## WRITTEN INSTRUCTION
Copy each line below exactly and leave the pictures out.

(Point annotation records)
BEGIN

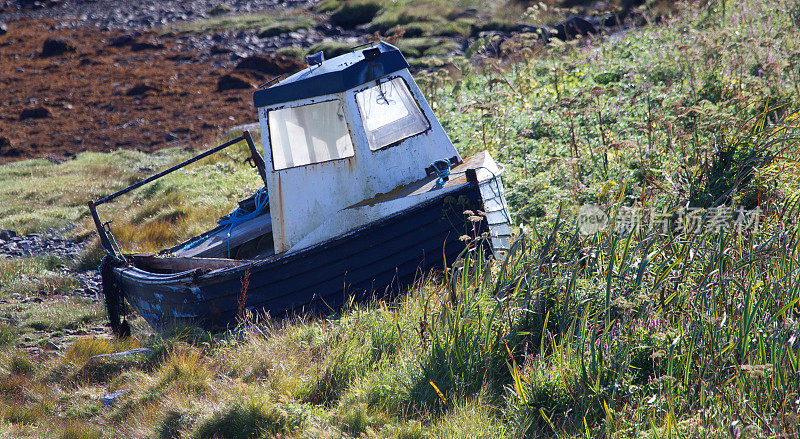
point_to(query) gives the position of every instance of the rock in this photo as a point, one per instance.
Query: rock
(146, 45)
(573, 27)
(142, 88)
(123, 40)
(7, 150)
(58, 46)
(6, 235)
(233, 82)
(270, 65)
(39, 112)
(110, 398)
(217, 49)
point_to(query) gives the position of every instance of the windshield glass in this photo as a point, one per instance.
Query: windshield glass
(390, 114)
(308, 134)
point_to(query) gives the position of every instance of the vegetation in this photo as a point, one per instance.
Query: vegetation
(645, 332)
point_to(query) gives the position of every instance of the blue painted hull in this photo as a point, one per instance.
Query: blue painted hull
(380, 259)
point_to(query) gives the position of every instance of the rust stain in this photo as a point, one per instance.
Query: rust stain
(277, 220)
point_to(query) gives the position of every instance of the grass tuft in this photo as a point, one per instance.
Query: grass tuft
(244, 419)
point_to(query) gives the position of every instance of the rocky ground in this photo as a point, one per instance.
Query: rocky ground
(100, 75)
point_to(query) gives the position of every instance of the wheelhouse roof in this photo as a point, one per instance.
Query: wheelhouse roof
(334, 75)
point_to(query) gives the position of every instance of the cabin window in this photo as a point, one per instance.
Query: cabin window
(309, 134)
(390, 114)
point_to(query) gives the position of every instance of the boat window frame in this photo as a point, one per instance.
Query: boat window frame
(378, 82)
(303, 103)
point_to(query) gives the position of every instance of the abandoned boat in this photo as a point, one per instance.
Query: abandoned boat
(363, 192)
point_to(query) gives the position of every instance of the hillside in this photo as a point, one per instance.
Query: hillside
(673, 315)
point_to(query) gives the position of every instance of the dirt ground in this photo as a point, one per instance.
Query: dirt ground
(114, 90)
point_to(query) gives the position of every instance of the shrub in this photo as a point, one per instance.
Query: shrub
(246, 419)
(81, 431)
(20, 365)
(15, 414)
(185, 369)
(173, 424)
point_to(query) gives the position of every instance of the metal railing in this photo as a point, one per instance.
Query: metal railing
(107, 240)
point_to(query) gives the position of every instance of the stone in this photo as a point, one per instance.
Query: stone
(217, 49)
(39, 112)
(146, 45)
(123, 40)
(58, 46)
(269, 65)
(6, 235)
(233, 82)
(7, 149)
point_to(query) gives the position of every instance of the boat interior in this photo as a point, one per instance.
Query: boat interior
(334, 160)
(226, 247)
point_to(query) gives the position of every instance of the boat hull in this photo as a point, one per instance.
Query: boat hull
(380, 259)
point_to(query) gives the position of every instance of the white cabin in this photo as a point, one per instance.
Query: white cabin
(341, 132)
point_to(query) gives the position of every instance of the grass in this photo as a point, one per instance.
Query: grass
(35, 275)
(650, 333)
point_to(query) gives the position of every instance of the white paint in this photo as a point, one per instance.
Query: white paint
(304, 198)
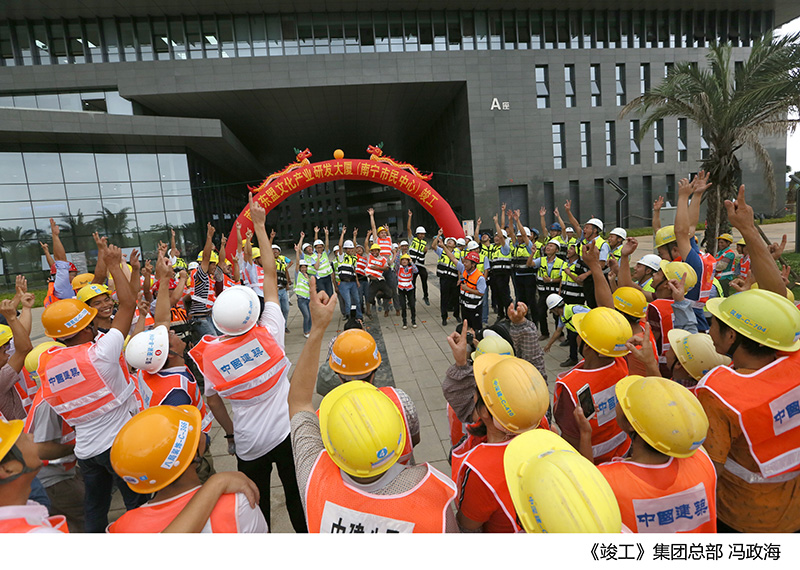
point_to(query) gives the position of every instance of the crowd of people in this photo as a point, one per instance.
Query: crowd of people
(676, 411)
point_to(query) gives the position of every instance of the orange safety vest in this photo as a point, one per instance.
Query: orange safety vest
(155, 388)
(486, 461)
(24, 526)
(50, 298)
(333, 505)
(73, 387)
(686, 504)
(608, 439)
(662, 308)
(767, 403)
(241, 367)
(152, 518)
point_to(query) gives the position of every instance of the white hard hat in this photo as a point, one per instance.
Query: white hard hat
(236, 310)
(553, 301)
(148, 350)
(596, 223)
(652, 261)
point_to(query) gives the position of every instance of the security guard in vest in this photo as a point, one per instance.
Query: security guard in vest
(417, 251)
(448, 277)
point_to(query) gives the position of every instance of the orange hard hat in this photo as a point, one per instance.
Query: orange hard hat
(66, 317)
(354, 353)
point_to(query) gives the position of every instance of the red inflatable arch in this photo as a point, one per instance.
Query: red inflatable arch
(378, 168)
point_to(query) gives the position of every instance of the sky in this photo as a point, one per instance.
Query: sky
(793, 141)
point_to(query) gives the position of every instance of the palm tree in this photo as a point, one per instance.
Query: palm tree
(733, 108)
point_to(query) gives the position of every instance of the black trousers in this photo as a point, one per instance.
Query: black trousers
(501, 291)
(260, 471)
(423, 275)
(408, 299)
(449, 296)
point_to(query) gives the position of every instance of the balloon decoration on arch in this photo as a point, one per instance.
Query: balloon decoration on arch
(377, 168)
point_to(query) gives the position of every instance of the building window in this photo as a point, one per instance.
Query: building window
(542, 87)
(569, 85)
(559, 154)
(586, 145)
(658, 140)
(611, 143)
(620, 84)
(682, 140)
(644, 78)
(704, 149)
(594, 77)
(636, 155)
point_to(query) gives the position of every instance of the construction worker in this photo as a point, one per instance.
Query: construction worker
(247, 366)
(511, 397)
(692, 356)
(667, 483)
(558, 307)
(87, 383)
(417, 250)
(354, 355)
(556, 489)
(352, 483)
(448, 276)
(153, 453)
(603, 336)
(19, 464)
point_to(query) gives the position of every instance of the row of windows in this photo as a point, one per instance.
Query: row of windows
(585, 137)
(95, 40)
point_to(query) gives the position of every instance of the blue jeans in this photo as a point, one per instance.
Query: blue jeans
(350, 296)
(283, 298)
(302, 304)
(98, 478)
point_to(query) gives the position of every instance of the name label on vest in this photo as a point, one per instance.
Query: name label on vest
(177, 445)
(605, 402)
(241, 360)
(339, 519)
(786, 411)
(679, 512)
(64, 375)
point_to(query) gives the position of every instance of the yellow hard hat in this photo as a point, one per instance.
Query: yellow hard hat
(82, 280)
(5, 334)
(605, 330)
(696, 352)
(676, 269)
(9, 434)
(354, 353)
(667, 416)
(513, 390)
(66, 317)
(493, 344)
(789, 294)
(763, 316)
(32, 359)
(156, 446)
(665, 235)
(91, 291)
(362, 429)
(630, 301)
(555, 489)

END

## FINISHED EXERCISE
point_to(query) gives the position of every instance of the rock in this photo as a point, one per instance.
Query: rock
(146, 45)
(573, 27)
(142, 88)
(123, 40)
(7, 150)
(58, 46)
(6, 235)
(233, 82)
(270, 65)
(39, 112)
(110, 398)
(217, 49)
point_to(query) gives the position of every instance of the windshield glass in this photo as a point, one per instance.
Query: windshield glass
(390, 114)
(308, 134)
point_to(query) gives the position of every instance of the vegetation in this photo as a point, one per instance.
Query: vegetation
(645, 332)
point_to(query) gives the position of every instance of the blue painted hull in this photo as a point, one per instance.
Query: blue painted hull
(380, 259)
point_to(query) gives the position of every instance of the rust stain in this photo as a point, one per instance.
Query: rust stain
(277, 220)
point_to(query) gives the position of every instance of the grass tuft in this photo as a point, one per instance.
Query: grass tuft
(244, 419)
point_to(query) gives the position of every instance of the rocky ground in this photo as a point, one per instance.
Query: rocky ground
(100, 75)
point_to(query) gives the position of every instance of the wheelhouse roof in this photo as a point, one per instance.
Query: wheelhouse roof
(334, 75)
point_to(query) gives the position of every instance of the cabin window in this photo as a point, one per instance.
Query: cabin window
(309, 134)
(390, 114)
point_to(query) gives the position of every instance of the boat window frame in this photo as a point, one per instance.
Query: boat window frame
(378, 82)
(303, 103)
point_to(query) gives the position of every instance of the abandoned boat in this photo as a point, one per instance.
Query: abandoned boat
(363, 192)
point_to(query) gives the position of every instance of the hillside in this photo as a point, one per instance.
Query: hillside
(673, 315)
point_to(query) gives the position of every instance of the dirt ground in this photo as a point, one per instance.
Query: dirt ground
(114, 90)
point_to(query) gives the position of every instance of the shrub in this photo as a point, one per instance.
Query: shrub
(246, 419)
(81, 431)
(20, 365)
(15, 414)
(185, 369)
(173, 424)
point_to(query) gives the position of every instance of the metal railing in this photo as a point, one per instance.
Query: metal railing
(107, 240)
point_to(query) gives the position of every instance of the stone in this photo as a point, one per instance.
Query: stone
(217, 49)
(39, 112)
(146, 45)
(123, 40)
(58, 46)
(269, 65)
(6, 235)
(233, 82)
(7, 149)
point_to(query) gives the position of every instance of the boat interior in this photo as a point, one per instance.
Query: boat interior
(334, 160)
(226, 247)
point_to(query) gives the position of every instance of the boat hull in this photo as a point, one per instance.
Query: boat hull
(380, 259)
point_to(query) gives the position of every instance of the white cabin in this photo as a point, one per instance.
Query: white cabin
(341, 132)
point_to(query) gives the position of every instance of the grass in this photo as a point, one per instance.
Query: grass
(35, 275)
(650, 333)
point_to(query) gives the position of every instance of the white paint in this photo as a point, one per instance.
Query: white paint
(304, 198)
point_to(query) gives the position of every instance of the crowd of people in this photo as a point, one per instance.
Query: crowd of people
(676, 411)
point_to(query) gives the position of every instance of the orange safety vest in this photo as a point, one per instance.
Query: orange safety vest
(155, 388)
(486, 461)
(24, 526)
(50, 298)
(333, 505)
(73, 387)
(686, 504)
(608, 439)
(662, 308)
(767, 403)
(241, 367)
(152, 518)
point_to(query) gives the position of every instance of the white hard hat in this photo as a point, one per instance.
Query: white hard hat
(236, 310)
(553, 301)
(148, 350)
(596, 223)
(652, 261)
point_to(query) gives the position of every instance of the security guard in vest in this photo as a point, one per instance.
Query: security guard in vest
(417, 251)
(448, 277)
point_to(query) gives the position of every instance of the orange hard hat in this photo as a point, one per instance.
Query: orange hard hat
(66, 317)
(354, 353)
point_to(query) gives the position of every instance of the red inflatable arch in this photo as a point, one per instance.
Query: red inflatable arch
(378, 168)
point_to(query) gives the position of every instance of the sky in this photo as a point, one per instance.
Query: sky
(793, 141)
point_to(query) gives the position of every instance of the palm tree in this photo as a point, one per instance.
Query: palm tree
(733, 108)
point_to(query) gives the position of every instance of the black trousers in this photo as a point, one per instance.
Query: black trousers
(501, 291)
(260, 471)
(423, 275)
(408, 299)
(449, 296)
point_to(query) gives the position of every instance of the balloon decoration on arch in this photo as a point, one per instance.
Query: balloon decoration on arch
(377, 168)
point_to(query) gives the position of every instance of the building window in this photo as a point, one per instance.
Query: building window
(542, 87)
(569, 85)
(559, 154)
(586, 145)
(658, 140)
(611, 143)
(620, 84)
(682, 140)
(644, 78)
(704, 149)
(594, 77)
(636, 155)
point_to(query) gives the position of every instance of the construction worker in this photo as a point, one per instance.
Query: construction worker
(247, 366)
(511, 397)
(692, 356)
(667, 483)
(558, 307)
(87, 383)
(417, 250)
(354, 355)
(556, 489)
(352, 483)
(448, 276)
(153, 453)
(603, 336)
(19, 464)
point_to(query) gives the position of every instance of the row of windows in this photo as a point, one per instance.
Query: row of windows
(585, 137)
(95, 40)
point_to(query) gives the position of every instance of the blue jeans in this photo as a point, one per instance.
Query: blue jeans
(350, 296)
(283, 298)
(302, 304)
(98, 478)
point_to(query) gives the position of every instance of the name label on vest in this photo as a point, one per instance.
Query: name label on vest
(177, 445)
(605, 402)
(241, 360)
(339, 519)
(786, 411)
(679, 512)
(64, 375)
point_to(query) gives the position of every instance of the yellow hard hat in this photo as a point, one per instance.
Query: yellow hard hat
(82, 280)
(5, 334)
(605, 330)
(696, 352)
(676, 269)
(9, 434)
(354, 353)
(667, 416)
(513, 390)
(66, 317)
(493, 344)
(789, 294)
(763, 316)
(32, 359)
(156, 446)
(665, 235)
(91, 291)
(362, 429)
(630, 301)
(555, 489)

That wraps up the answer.